▶ **Task brief**: Repeat the listing below exactly as given.
──────────
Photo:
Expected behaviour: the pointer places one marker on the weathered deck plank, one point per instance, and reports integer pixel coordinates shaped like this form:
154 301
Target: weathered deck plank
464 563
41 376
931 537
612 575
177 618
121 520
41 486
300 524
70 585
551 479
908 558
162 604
──────────
▶ **Response to this exercise**:
Photo:
Expected behaviour: the pointer places one marker on the weathered deck plank, one point per instance, and reports integer pixel coordinates shaped like this form:
154 301
Target: weathered deck plank
464 563
41 376
931 537
612 575
177 618
121 520
41 486
300 524
70 585
551 479
908 558
162 604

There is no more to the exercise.